◆ THE TASK ◆
Starting with the first line of the entries and going on through the line that contains "[[[111,124],[76,124],[70,127],[71,172],[114,170]]]", write those lines out again with the requests included, but offset every polygon point coordinate in the answers by adding 5 to it. Give only those lines.

◆ SUPPLIED INFORMATION ◆
▬▬▬

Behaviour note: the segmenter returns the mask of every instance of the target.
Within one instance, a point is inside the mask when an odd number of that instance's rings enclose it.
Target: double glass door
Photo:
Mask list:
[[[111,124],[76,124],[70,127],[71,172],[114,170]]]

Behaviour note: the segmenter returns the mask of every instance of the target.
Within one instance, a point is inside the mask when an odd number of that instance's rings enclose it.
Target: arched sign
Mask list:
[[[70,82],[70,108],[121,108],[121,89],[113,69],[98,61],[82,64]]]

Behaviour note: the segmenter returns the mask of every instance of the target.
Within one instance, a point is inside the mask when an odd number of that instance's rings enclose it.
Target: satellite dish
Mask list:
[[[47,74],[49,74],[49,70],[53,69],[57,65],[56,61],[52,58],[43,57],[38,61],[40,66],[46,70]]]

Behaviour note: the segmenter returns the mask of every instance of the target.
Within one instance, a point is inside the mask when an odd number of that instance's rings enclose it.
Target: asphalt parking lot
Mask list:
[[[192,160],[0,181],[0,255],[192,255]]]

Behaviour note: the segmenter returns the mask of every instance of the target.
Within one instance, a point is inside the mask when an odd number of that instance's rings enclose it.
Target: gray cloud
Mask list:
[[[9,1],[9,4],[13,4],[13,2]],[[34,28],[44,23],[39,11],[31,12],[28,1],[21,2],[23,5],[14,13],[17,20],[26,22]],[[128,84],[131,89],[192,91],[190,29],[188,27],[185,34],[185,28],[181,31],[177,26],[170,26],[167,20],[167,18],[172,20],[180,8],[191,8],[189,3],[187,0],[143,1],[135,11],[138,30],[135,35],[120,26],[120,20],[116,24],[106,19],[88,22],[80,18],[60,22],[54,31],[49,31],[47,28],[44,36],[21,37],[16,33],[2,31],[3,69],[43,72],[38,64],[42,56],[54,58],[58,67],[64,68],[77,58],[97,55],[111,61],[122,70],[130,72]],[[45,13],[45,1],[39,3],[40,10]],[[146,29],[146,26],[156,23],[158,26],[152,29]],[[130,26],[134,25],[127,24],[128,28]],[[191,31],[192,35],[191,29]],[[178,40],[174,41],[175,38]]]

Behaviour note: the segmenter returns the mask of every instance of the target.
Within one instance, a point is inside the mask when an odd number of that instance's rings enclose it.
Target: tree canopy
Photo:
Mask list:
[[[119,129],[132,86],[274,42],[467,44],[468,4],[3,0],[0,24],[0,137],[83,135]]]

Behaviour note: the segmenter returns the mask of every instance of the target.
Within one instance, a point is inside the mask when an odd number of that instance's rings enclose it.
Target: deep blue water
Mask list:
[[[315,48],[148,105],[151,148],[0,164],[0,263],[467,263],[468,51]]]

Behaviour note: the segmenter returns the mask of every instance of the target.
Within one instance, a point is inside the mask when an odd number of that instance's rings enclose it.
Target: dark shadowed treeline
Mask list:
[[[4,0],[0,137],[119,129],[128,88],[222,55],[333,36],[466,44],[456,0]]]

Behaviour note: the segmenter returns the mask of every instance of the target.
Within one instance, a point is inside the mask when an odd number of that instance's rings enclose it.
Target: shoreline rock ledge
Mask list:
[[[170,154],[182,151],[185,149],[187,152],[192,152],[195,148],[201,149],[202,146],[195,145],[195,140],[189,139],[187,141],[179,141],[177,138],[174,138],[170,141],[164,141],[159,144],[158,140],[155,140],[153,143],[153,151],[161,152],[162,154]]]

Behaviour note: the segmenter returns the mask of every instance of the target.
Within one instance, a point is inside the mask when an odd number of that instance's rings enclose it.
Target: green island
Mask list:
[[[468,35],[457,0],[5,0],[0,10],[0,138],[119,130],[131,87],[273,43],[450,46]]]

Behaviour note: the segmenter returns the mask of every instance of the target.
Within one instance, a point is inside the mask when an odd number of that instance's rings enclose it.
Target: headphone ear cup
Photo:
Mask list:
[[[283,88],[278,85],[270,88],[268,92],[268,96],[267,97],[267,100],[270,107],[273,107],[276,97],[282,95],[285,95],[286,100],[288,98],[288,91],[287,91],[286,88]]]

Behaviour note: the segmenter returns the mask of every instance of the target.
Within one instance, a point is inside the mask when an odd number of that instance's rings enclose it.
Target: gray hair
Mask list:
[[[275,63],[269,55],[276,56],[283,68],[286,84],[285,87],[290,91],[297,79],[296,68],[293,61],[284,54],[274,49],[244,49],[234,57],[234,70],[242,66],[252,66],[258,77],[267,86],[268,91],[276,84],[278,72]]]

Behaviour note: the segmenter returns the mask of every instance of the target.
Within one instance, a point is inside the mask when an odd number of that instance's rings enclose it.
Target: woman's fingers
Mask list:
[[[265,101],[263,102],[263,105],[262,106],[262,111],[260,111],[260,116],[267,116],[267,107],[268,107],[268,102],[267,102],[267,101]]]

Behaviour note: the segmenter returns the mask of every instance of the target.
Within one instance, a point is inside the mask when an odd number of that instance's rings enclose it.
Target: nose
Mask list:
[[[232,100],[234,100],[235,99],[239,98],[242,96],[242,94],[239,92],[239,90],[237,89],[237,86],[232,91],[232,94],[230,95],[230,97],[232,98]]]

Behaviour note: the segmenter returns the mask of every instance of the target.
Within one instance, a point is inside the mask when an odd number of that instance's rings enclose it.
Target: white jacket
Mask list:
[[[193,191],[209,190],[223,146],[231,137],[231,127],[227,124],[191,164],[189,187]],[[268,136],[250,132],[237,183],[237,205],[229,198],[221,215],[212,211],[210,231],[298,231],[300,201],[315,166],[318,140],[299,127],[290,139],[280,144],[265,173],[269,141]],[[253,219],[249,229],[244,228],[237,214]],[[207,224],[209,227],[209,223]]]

▬▬▬

◆ OUTPUT ◆
Behaviour note: the segmenter returns the mask of every instance of the target.
Within one instance, a point is inside the mask when an odd number of that instance's rings enclose it.
Target: double glass door
Photo:
Mask list:
[[[116,129],[81,129],[75,132],[76,177],[119,175]]]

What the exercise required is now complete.